## TASK OBJECTIVE
Return the following from the records below: each line, word for word, starting with the line that contains "of the mosaic" and going on through the line that contains "Target: barrel vault ceiling", with nothing outside that range.

####################

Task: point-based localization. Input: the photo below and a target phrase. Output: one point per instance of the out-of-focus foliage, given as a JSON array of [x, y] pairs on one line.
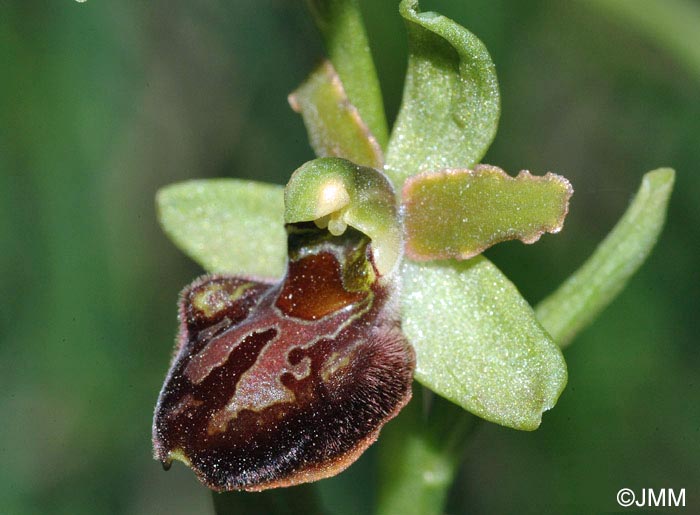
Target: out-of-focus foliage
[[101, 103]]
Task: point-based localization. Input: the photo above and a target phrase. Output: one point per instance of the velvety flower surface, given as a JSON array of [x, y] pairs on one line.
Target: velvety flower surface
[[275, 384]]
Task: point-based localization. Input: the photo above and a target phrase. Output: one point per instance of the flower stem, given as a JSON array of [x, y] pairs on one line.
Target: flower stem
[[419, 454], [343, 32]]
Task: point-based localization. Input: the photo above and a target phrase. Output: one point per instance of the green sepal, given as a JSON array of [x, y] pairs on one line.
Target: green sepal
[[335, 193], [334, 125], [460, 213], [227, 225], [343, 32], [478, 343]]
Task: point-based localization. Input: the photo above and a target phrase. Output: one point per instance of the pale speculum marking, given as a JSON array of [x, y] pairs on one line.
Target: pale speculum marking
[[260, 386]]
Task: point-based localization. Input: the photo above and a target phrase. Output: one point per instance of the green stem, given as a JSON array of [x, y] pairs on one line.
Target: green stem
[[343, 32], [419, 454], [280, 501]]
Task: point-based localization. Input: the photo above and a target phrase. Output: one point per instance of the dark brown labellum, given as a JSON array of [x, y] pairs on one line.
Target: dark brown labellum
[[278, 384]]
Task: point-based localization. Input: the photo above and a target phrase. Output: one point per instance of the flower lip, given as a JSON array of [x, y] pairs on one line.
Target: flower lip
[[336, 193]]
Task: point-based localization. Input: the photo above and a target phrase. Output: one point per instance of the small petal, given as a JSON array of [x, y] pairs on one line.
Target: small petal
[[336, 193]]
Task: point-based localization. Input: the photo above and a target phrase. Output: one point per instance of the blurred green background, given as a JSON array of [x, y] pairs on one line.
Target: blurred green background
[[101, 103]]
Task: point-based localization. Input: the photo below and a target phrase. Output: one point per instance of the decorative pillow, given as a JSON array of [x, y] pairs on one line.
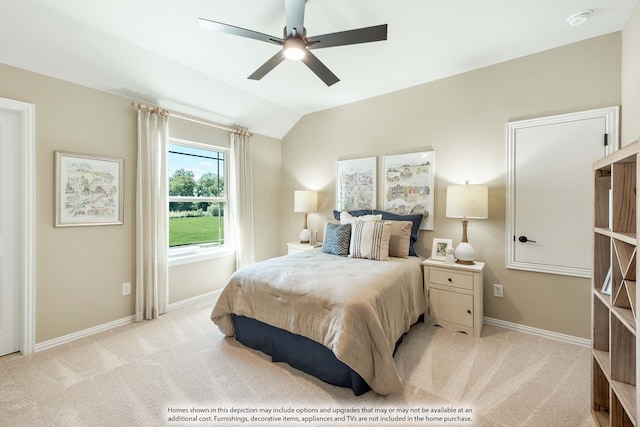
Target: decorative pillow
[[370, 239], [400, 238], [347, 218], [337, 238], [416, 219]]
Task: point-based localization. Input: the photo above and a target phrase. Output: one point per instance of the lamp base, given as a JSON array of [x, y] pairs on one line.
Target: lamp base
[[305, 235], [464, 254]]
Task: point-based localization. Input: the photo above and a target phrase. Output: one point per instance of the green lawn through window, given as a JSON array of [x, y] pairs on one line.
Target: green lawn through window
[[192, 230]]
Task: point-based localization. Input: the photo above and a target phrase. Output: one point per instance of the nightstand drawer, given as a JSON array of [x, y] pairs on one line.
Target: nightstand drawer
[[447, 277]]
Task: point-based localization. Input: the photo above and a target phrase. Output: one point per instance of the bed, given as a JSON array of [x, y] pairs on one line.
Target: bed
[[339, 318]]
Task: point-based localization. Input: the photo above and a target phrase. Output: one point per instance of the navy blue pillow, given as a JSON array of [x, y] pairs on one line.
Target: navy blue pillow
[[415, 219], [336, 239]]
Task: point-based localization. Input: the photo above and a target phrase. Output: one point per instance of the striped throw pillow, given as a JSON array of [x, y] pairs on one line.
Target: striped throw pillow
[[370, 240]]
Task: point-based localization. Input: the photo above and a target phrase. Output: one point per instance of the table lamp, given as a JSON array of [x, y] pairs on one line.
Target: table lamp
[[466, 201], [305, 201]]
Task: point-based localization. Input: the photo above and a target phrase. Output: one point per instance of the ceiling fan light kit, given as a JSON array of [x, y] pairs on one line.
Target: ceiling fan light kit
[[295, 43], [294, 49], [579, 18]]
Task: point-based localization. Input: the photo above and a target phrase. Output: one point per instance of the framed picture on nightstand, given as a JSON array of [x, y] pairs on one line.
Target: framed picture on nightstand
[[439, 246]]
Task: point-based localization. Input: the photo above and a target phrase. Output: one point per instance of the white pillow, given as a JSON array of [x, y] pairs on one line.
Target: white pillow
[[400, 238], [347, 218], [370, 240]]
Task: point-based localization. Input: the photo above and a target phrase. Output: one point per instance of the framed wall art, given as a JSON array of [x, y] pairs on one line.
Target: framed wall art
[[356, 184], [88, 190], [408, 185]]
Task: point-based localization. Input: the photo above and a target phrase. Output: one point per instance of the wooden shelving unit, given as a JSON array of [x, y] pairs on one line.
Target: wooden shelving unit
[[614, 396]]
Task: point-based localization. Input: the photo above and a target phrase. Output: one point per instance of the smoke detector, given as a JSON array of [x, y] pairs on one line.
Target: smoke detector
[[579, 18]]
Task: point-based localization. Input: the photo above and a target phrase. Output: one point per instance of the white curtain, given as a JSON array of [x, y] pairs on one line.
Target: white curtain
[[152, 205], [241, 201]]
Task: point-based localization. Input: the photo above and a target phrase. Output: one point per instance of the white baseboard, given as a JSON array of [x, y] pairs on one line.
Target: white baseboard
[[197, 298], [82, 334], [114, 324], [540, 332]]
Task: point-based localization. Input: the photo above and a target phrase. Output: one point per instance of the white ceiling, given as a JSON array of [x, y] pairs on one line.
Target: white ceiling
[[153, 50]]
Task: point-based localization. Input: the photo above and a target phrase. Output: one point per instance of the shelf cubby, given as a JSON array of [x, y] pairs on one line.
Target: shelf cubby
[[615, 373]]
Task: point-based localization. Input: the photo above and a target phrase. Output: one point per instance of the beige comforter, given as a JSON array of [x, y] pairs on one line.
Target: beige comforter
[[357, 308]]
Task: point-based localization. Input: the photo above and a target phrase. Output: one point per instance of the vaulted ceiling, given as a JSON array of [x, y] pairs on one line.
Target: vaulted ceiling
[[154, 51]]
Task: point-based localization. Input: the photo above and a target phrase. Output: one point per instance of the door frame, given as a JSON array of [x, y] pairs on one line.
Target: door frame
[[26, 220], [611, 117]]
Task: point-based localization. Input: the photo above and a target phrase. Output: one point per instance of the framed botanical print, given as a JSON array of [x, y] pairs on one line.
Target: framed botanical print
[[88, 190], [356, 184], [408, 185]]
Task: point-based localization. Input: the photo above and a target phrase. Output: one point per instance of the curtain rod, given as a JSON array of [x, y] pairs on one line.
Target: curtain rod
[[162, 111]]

####################

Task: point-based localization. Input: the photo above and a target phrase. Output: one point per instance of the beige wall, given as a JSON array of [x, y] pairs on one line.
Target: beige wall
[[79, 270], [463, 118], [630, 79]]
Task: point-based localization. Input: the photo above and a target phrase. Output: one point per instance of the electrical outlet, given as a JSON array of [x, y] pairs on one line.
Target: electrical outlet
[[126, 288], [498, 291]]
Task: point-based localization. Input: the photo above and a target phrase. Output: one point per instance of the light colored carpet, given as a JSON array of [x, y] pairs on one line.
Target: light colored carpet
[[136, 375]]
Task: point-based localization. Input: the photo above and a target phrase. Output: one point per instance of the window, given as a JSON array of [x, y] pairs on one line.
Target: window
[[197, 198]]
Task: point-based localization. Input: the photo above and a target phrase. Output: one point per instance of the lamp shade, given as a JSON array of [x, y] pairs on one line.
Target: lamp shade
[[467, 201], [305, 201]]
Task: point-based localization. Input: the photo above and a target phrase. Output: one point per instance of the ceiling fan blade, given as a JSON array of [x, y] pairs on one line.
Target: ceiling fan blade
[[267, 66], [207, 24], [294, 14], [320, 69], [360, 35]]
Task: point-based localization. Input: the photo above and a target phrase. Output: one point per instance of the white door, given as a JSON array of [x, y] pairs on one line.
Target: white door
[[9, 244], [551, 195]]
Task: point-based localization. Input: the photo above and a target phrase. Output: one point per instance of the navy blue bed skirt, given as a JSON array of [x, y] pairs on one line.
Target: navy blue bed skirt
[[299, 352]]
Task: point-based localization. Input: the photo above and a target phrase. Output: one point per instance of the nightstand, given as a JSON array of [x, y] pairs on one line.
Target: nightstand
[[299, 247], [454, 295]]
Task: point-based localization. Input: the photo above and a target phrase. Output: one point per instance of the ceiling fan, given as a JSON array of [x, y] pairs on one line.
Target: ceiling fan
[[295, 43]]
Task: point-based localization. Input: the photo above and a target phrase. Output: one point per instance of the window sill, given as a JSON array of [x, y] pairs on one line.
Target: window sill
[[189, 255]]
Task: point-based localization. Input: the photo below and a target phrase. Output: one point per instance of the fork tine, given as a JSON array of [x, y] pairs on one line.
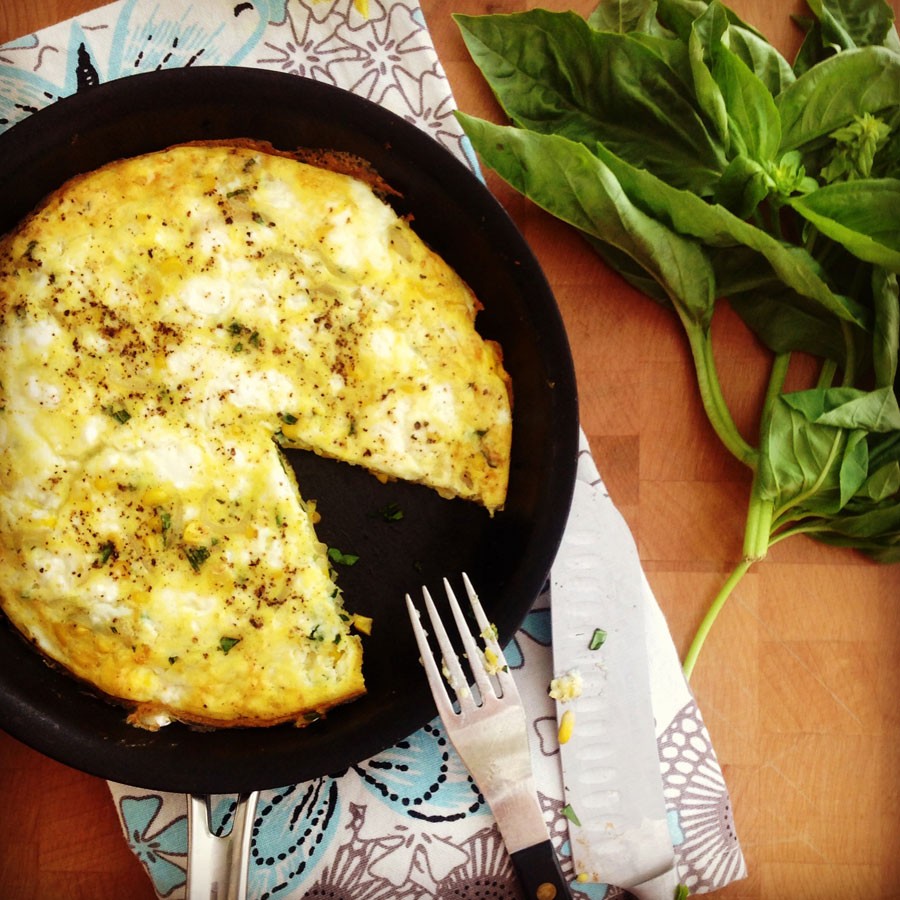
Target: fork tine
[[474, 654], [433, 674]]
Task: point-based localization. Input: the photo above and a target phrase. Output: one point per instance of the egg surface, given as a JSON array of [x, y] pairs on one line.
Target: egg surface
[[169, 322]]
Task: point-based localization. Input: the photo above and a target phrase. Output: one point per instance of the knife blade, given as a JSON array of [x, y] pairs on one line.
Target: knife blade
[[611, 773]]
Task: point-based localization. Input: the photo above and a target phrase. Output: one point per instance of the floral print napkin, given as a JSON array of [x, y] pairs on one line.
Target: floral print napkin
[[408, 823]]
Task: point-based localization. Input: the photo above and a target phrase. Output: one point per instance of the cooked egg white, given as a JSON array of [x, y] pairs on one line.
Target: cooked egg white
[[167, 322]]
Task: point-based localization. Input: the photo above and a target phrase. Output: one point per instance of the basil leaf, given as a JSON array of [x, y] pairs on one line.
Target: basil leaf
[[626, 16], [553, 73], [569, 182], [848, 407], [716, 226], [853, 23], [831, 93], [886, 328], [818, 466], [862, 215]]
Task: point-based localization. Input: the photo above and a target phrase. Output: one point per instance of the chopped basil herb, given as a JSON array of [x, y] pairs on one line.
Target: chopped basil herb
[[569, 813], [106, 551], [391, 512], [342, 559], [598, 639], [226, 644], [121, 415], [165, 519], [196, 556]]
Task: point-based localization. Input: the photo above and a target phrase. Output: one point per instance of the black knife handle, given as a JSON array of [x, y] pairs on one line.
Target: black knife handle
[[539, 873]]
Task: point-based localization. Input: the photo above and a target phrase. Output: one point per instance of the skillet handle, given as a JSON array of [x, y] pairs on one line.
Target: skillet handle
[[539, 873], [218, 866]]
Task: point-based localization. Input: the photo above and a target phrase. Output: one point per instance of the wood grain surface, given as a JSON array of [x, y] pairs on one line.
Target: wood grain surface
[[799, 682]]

####################

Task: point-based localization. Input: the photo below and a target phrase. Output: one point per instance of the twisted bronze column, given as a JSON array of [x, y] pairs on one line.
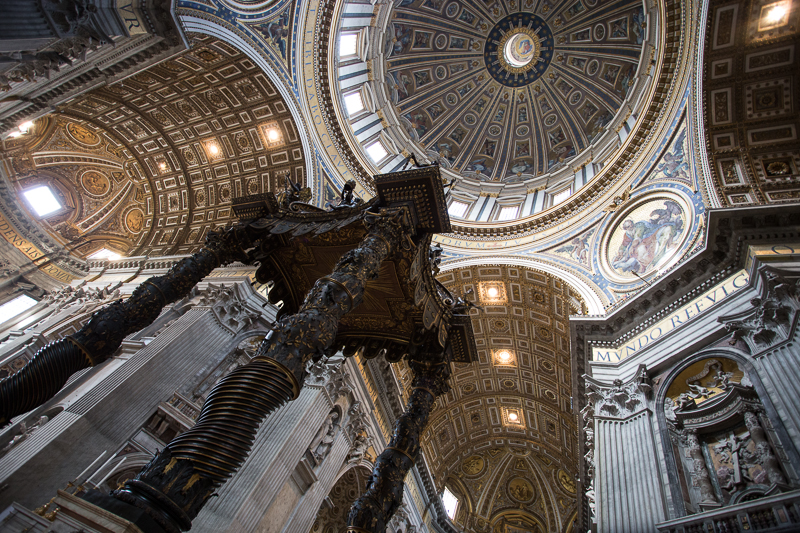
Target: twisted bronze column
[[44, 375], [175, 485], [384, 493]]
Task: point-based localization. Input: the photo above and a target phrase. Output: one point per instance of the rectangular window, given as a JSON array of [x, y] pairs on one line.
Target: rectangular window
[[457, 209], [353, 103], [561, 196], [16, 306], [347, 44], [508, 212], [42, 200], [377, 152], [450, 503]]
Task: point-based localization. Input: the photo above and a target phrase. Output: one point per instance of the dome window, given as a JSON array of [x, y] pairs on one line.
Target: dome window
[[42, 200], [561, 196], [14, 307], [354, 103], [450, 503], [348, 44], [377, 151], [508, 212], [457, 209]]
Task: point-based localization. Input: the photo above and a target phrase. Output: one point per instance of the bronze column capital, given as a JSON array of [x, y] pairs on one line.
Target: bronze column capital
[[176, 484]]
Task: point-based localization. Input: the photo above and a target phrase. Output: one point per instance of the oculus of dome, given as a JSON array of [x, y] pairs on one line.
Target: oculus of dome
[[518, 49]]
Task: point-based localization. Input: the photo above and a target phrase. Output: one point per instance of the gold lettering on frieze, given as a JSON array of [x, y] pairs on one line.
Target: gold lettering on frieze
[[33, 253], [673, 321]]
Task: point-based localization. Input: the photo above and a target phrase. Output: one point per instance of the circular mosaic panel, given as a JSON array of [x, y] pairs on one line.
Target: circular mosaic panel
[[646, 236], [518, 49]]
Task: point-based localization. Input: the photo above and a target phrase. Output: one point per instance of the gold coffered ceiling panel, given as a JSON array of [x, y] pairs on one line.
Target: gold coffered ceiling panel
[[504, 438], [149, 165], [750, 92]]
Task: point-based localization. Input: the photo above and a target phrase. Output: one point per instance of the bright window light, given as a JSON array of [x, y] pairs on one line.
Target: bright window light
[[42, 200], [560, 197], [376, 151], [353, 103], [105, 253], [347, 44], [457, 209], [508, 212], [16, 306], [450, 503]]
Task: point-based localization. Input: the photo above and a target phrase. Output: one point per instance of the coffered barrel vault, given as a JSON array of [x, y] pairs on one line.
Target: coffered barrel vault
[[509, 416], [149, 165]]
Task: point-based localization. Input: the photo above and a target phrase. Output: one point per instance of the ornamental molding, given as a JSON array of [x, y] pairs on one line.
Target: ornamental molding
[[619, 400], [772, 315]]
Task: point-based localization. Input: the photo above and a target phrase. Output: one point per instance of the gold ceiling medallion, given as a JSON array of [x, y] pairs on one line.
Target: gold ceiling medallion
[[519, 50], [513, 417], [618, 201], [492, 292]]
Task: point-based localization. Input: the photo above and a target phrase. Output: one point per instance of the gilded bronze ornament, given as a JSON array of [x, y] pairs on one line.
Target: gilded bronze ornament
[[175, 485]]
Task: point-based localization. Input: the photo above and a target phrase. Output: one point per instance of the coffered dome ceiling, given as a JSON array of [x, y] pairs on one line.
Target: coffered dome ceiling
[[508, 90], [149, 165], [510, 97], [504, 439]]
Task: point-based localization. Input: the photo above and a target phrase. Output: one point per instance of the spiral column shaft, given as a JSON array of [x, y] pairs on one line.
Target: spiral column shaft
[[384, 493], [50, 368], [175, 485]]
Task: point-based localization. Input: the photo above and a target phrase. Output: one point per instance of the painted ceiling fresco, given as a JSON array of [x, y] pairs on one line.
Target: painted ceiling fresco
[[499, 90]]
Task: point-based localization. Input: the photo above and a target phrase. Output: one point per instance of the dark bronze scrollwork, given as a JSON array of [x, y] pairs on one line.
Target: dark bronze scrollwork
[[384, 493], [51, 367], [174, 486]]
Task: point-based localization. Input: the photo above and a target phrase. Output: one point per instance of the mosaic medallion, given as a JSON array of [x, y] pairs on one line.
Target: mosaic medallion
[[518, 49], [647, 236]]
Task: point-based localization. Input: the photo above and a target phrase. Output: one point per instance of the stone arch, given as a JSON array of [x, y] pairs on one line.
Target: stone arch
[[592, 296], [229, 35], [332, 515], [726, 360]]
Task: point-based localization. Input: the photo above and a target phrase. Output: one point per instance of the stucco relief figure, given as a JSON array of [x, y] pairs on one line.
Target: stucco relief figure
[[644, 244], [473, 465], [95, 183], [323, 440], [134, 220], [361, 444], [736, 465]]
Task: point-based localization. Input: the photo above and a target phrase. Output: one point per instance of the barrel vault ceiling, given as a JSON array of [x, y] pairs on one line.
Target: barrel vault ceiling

####################

## SOLUTION BELOW
Task: point-based localization. Input: the photo above and a target phrase. Output: one point per instance of the mosaic medallion, given as a JSON array of [x, y] pairs on one line.
Target: mosaic medallion
[[518, 49], [647, 236]]
Task: point-based localization. Input: the photo above and a target phrase. Output: one point per instance of the stone arch, given as a JSON array of [x, y] pairs on one line.
Target: stone arch
[[592, 296], [229, 35], [332, 515], [726, 360]]
Task: point-based localization. Input: the photo above and a target phrase. Output: one point per instance of the stucco relief figure, given as a JSON array of [x, y] pairs on one line.
Target: stucco relief figure
[[644, 244], [473, 465], [95, 183], [323, 440], [134, 220], [361, 444], [736, 465]]
Task: point-based localization. Input: the photo above and a target phrase. Output: one point per instance of the barrel vault ceiling, given as a JSON array of [x, y] pairs on one line.
Target: barrel vault ceiling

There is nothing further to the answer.